Exercise prompt: Retype the lines of the listing below unchanged, starting with the line that contains "Prompts for an" and ending after the line that contains "positive clicks: (253, 93)".

(Collected data entries)
---

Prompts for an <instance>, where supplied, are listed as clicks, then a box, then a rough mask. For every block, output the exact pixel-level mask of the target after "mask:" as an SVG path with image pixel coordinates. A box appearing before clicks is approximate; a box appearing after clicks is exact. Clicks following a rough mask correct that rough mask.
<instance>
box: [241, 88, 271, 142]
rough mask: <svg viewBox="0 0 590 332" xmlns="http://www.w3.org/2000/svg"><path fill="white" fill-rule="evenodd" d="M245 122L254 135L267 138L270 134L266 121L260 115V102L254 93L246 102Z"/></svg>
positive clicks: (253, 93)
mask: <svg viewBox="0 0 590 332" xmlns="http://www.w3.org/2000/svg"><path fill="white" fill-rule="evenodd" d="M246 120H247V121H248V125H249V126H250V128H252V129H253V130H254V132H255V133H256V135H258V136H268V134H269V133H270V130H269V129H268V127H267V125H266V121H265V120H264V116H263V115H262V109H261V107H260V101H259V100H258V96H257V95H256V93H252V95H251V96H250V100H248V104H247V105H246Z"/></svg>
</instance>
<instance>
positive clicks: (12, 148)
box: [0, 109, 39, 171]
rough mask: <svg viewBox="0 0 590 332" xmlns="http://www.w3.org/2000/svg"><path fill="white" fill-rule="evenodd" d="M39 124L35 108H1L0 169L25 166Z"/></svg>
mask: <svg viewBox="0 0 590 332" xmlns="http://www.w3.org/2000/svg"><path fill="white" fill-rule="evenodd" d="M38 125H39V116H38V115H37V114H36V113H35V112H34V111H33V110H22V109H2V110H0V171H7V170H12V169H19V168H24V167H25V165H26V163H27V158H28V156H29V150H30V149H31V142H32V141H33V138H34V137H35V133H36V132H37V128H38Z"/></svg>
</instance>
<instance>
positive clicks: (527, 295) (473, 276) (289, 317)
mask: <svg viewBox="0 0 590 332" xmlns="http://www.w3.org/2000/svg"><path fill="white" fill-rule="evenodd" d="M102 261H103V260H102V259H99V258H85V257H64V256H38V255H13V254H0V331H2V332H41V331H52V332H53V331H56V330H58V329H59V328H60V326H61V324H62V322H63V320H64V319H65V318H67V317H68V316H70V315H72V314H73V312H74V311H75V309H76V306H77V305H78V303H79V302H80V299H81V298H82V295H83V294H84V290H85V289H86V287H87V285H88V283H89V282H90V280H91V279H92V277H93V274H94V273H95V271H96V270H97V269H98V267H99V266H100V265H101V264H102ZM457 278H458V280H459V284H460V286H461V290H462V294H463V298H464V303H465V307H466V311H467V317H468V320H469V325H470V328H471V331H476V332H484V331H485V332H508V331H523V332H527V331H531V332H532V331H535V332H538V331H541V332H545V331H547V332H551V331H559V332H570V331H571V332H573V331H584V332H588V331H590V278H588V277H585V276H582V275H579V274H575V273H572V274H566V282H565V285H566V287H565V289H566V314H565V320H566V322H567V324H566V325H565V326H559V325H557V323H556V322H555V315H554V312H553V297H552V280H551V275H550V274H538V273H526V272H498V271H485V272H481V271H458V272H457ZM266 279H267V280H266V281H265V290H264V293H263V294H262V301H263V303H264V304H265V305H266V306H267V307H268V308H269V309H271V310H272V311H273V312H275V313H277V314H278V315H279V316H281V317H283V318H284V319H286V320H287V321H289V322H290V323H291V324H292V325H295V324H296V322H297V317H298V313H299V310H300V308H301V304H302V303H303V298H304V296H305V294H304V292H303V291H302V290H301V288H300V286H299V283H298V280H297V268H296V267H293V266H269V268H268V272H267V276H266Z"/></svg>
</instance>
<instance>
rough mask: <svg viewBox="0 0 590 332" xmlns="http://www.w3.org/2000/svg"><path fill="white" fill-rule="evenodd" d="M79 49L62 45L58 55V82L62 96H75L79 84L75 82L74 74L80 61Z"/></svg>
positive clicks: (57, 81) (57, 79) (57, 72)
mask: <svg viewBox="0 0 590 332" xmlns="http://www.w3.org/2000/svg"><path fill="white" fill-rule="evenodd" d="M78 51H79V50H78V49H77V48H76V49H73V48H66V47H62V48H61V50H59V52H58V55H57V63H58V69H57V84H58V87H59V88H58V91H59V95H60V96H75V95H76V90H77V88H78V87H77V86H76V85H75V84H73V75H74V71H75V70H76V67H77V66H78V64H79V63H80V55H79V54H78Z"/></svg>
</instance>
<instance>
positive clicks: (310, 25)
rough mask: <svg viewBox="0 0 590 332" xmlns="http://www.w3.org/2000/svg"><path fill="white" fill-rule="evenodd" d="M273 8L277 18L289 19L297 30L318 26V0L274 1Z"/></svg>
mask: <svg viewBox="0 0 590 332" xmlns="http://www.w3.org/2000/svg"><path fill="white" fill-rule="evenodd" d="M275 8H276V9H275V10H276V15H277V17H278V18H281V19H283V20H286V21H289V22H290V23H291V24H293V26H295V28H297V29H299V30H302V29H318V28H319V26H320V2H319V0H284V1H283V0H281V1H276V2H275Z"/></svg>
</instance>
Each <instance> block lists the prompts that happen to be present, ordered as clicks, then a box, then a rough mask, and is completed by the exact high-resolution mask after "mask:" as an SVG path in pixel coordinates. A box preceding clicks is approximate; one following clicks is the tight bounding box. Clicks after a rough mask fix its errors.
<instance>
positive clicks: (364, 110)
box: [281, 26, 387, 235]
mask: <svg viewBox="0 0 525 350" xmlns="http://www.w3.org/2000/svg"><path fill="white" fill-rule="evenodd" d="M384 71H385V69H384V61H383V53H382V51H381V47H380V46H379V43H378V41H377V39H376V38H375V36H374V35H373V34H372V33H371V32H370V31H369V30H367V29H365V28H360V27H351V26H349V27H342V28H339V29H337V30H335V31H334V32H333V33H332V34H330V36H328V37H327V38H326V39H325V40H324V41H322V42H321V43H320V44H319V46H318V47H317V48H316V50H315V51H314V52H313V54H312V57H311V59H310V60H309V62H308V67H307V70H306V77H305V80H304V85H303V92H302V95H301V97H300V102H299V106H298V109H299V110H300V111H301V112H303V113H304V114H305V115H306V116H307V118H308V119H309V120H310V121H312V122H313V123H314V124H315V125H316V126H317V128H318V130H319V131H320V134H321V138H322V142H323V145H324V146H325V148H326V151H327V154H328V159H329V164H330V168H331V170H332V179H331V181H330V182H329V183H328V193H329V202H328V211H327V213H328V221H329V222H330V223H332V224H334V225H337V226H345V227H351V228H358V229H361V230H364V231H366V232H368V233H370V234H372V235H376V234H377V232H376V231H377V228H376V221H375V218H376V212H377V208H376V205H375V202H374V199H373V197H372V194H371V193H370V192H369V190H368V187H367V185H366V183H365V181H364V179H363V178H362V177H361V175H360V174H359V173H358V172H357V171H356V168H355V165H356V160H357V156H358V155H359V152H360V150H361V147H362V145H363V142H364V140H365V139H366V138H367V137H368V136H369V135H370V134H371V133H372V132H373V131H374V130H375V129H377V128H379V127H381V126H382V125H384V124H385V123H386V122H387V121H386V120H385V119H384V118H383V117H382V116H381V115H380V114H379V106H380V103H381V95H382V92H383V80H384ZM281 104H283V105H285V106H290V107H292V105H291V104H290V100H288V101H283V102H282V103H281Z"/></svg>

---

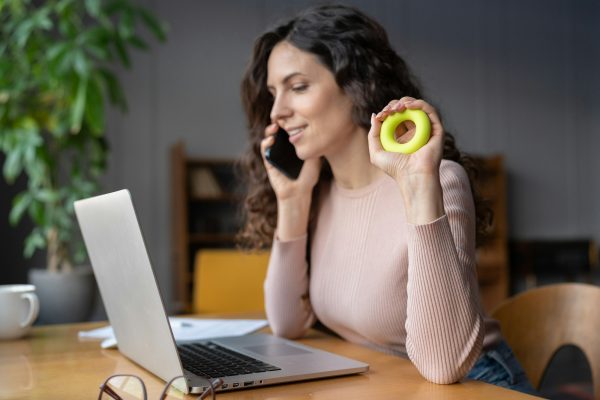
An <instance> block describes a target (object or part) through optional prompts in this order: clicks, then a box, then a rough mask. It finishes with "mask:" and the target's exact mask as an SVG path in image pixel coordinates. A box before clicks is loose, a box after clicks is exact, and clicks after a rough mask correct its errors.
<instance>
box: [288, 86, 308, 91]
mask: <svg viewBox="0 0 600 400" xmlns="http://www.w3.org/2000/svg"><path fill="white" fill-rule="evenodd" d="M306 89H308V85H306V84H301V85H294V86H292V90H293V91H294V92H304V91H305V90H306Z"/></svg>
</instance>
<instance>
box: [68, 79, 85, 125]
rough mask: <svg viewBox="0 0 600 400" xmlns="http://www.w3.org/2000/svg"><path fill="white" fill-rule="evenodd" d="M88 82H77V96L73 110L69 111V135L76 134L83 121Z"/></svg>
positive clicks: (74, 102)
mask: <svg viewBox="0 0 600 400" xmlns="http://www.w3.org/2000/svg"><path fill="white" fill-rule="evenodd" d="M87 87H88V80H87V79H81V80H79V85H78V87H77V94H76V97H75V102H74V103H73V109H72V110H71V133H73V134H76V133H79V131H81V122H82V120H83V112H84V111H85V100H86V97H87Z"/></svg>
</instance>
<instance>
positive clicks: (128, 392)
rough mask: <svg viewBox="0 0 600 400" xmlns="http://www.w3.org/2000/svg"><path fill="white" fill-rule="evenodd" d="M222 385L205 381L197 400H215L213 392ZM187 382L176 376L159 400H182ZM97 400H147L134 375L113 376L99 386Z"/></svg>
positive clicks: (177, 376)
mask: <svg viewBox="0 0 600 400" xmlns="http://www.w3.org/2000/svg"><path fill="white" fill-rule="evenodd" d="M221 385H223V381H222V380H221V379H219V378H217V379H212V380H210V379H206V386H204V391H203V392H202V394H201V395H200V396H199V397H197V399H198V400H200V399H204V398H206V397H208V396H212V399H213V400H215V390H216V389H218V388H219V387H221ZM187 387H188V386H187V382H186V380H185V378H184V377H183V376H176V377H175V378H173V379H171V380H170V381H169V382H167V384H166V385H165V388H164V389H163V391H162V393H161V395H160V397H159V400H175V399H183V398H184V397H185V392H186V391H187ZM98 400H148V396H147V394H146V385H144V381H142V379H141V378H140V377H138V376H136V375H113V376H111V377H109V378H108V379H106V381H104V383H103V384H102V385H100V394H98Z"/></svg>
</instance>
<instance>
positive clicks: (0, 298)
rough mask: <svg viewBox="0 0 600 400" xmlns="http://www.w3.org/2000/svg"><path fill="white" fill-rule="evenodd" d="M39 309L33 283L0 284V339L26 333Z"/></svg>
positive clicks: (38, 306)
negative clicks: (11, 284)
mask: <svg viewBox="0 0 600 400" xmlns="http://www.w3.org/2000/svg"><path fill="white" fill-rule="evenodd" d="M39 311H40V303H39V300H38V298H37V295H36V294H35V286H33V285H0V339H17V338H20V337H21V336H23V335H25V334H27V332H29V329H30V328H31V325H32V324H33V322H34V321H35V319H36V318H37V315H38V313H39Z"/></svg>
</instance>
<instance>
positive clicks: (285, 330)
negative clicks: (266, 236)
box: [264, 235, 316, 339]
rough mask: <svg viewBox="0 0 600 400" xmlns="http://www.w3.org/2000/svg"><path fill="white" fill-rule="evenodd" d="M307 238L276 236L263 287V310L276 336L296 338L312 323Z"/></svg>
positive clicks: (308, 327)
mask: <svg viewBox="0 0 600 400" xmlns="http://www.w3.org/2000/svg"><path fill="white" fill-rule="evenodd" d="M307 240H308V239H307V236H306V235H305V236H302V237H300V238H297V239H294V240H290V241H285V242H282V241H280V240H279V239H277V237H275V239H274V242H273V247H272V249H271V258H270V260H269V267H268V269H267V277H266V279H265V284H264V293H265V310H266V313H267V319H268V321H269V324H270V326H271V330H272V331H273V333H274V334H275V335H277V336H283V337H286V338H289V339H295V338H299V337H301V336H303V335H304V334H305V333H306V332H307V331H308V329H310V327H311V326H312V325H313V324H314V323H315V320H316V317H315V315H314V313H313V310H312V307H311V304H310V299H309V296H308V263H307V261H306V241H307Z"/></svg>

---

Solution for this exercise:
Prompts for an <instance>, where supplied, are listed as clicks, then a box, then a rough mask. For every block, output the exact pixel-level mask of the target after "mask:" as an SVG path with image pixel coordinates. A box appearing before clicks is approximate; a box appearing after clicks is exact. Clicks following a rough mask correct that rough mask.
<instance>
box: [241, 88, 271, 142]
rough mask: <svg viewBox="0 0 590 332" xmlns="http://www.w3.org/2000/svg"><path fill="white" fill-rule="evenodd" d="M245 122L254 135L267 138L270 134L266 121L260 115V102L254 93L246 102Z"/></svg>
positive clicks: (253, 93)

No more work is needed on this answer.